_Problems and tasks_.
1 - According to the NYC places list, since what year has Russ & Daughters been a fixture of the Lower East Side?
2 - In the NYC places list, why is Eddie's Sweet Shop called "the real deal"? Answer in one to three sentences.
3 - From the NYC places list, extract the passage that begins with the words containing "Russ & Daughters, a" and ends with "#1 (Forest Hills)".

_Excerpted passage_.
44 Amazing NYC Places That Actually Still Exist
A lot of classic New York City spots might be disappearing, but you can still go to these distinctive shops, bars, and restaurants. For now, anyway.
1. Russ & Daughters, 179 East Houston St. (East Village)
Russ & Daughters, a family-operated “appetizing store” focused on selling traditional Jewish fish and dairy products, has been a fixture of the Lower East Side since 1914. It’s one of the only existing stores in the entire country dedicated to appetizing.
2. Eddie’s Sweet Shop, 105-29 Metropolitan Ave. #1 (Forest Hills)
Eddie’s Sweet Shop is an old school ice cream parlor and soda fountain that has served the neighborhood of Forest Hills, Queens, for over a century. It’s not too hard to find ice cream shops that aspire to capturing the vibe of an old-timey soda fountain, but this is the real deal.
3. Strand Book Store, 828 Broadway (East Village)
Strand may be the single most beloved and iconic used book store in the entire city, and has been a destination for bibliophiles around the world for nearly a century. The store contains a staggering amount of books and truly lives up to its hype.
4. Di Fara Pizza, 1424 Avenue J (Midwood)

_Dataset records_.

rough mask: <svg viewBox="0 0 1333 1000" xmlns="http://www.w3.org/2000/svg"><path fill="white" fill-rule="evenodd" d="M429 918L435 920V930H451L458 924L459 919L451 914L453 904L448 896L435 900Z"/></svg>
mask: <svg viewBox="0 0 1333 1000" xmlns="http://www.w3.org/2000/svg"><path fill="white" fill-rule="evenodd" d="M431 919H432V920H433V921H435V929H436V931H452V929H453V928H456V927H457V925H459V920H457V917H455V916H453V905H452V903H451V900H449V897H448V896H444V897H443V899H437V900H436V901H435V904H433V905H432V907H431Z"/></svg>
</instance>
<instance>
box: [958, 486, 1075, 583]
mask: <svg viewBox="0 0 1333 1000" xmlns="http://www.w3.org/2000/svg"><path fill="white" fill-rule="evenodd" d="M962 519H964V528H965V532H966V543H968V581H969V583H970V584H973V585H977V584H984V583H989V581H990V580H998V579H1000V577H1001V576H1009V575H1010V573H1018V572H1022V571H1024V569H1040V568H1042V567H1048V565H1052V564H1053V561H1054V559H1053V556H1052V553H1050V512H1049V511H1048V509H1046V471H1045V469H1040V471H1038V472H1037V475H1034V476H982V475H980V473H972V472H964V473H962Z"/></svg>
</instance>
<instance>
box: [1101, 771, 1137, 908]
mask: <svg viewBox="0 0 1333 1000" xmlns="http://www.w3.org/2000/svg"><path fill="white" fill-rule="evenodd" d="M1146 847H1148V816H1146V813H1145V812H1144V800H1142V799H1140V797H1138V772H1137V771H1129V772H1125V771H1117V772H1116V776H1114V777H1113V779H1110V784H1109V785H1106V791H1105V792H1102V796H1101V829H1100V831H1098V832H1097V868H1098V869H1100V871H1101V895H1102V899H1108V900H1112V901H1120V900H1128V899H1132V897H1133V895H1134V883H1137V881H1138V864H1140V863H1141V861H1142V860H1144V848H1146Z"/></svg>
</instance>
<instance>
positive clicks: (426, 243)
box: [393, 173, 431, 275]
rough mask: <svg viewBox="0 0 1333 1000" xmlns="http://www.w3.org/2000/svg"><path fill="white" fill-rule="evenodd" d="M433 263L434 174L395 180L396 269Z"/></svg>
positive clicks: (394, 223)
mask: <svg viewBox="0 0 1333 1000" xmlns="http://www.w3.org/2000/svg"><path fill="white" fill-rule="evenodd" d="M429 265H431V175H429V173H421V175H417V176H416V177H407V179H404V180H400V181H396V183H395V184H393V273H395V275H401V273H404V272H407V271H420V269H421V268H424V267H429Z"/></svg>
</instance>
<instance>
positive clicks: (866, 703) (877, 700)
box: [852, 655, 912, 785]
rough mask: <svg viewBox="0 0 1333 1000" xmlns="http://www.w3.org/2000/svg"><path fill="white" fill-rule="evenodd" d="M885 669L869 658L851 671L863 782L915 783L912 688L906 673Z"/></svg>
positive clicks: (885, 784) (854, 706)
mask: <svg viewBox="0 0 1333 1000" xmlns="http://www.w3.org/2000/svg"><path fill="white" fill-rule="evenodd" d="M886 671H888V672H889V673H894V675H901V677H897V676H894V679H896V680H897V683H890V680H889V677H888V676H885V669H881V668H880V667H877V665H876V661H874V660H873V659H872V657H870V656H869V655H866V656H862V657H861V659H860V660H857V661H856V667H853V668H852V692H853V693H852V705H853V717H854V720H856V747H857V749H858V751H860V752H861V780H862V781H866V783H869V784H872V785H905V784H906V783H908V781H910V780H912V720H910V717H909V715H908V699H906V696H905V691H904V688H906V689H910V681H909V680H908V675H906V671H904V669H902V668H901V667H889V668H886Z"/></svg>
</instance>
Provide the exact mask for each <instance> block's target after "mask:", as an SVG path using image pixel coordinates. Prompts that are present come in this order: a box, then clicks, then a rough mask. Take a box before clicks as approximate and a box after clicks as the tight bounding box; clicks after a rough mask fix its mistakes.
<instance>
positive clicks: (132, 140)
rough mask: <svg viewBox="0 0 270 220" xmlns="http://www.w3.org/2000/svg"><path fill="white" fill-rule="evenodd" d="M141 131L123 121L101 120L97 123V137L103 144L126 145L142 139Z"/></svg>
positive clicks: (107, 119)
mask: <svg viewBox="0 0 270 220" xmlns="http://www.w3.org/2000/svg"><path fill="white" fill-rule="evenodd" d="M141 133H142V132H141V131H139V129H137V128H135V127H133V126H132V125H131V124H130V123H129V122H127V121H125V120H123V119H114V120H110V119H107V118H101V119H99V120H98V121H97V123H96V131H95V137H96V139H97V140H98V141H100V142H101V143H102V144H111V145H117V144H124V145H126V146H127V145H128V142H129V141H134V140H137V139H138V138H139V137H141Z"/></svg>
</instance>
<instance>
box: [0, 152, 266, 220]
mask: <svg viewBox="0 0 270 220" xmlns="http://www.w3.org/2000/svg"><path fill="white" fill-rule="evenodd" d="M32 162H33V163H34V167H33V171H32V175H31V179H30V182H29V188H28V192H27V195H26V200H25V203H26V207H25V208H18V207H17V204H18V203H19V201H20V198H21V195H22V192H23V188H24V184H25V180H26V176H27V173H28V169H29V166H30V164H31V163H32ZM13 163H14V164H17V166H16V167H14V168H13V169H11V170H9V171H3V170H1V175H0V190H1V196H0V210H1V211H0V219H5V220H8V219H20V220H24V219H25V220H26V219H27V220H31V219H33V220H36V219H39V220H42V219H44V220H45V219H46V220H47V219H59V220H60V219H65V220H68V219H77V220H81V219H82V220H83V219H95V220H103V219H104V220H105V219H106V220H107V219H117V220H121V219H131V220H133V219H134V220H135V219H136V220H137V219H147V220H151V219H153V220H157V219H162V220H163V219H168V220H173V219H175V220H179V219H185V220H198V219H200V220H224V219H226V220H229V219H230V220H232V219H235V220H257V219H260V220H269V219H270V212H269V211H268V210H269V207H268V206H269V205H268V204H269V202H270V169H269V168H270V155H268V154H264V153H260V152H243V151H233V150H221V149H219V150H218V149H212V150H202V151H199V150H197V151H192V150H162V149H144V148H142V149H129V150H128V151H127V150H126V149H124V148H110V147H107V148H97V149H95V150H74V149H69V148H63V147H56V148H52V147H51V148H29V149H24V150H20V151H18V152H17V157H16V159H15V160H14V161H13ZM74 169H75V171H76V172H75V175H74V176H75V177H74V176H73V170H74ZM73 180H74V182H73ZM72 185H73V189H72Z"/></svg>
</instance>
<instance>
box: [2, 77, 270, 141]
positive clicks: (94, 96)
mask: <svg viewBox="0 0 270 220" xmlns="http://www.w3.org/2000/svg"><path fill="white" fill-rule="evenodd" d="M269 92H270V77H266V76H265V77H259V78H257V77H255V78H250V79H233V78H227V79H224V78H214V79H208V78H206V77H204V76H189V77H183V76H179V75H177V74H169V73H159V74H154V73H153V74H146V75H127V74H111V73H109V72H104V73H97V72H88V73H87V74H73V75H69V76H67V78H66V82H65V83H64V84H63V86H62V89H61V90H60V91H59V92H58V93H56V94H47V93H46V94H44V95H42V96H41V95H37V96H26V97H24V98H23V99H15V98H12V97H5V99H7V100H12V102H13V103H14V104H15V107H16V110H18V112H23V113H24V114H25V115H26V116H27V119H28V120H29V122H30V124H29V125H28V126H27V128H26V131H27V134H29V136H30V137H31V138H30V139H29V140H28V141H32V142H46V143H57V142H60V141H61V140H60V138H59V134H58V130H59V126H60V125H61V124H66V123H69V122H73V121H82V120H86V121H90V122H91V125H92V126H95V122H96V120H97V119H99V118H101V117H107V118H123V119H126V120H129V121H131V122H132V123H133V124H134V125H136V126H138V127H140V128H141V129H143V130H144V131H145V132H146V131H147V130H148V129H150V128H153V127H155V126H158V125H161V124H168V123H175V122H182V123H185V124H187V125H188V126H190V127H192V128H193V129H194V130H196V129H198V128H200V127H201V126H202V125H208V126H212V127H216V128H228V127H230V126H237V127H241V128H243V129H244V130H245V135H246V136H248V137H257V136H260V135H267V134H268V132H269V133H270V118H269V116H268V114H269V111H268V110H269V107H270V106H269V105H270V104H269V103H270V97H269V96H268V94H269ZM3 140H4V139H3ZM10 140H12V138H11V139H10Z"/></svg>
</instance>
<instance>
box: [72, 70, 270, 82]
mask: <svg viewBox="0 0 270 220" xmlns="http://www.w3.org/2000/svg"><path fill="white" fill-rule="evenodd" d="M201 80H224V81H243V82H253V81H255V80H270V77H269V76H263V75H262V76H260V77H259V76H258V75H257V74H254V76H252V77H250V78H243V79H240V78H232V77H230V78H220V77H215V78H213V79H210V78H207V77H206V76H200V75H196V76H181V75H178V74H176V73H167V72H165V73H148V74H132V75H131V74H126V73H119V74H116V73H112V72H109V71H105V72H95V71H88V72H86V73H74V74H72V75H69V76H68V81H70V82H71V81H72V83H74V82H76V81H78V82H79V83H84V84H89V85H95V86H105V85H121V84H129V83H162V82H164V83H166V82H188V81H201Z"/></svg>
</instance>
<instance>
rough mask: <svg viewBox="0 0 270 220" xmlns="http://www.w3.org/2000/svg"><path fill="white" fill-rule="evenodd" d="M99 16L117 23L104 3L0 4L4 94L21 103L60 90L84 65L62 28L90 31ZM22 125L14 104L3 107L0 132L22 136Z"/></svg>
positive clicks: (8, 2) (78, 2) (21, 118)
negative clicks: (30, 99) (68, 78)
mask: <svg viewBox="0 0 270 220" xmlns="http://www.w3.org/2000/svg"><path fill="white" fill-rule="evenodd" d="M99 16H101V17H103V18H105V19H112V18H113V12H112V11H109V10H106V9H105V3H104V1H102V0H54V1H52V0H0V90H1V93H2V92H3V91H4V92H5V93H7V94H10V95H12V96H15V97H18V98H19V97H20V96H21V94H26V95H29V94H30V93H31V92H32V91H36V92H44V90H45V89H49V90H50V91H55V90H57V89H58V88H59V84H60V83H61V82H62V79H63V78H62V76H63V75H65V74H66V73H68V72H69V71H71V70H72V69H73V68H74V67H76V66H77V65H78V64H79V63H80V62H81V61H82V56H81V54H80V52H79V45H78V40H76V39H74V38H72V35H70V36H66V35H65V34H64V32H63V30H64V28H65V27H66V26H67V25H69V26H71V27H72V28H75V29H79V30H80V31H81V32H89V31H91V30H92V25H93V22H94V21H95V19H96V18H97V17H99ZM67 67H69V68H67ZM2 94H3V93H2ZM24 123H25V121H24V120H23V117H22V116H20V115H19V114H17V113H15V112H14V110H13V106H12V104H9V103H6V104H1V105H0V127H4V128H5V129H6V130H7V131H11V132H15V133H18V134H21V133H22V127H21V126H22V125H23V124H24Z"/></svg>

_Solution list_.
1 - Since 1914.

2 - Many ice cream shops only try to capture the vibe of an old-time soda fountain. Eddie's Sweet Shop is an actual old-school ice cream parlor and soda fountain that has served Forest Hills, Queens, for over a century.

3 -
Russ & Daughters, a family-operated “appetizing store” focused on selling traditional Jewish fish and dairy products, has been a fixture of the Lower East Side since 1914. It’s one of the only existing stores in the entire country dedicated to appetizing.
2. Eddie’s Sweet Shop, 105-29 Metropolitan Ave. #1 (Forest Hills)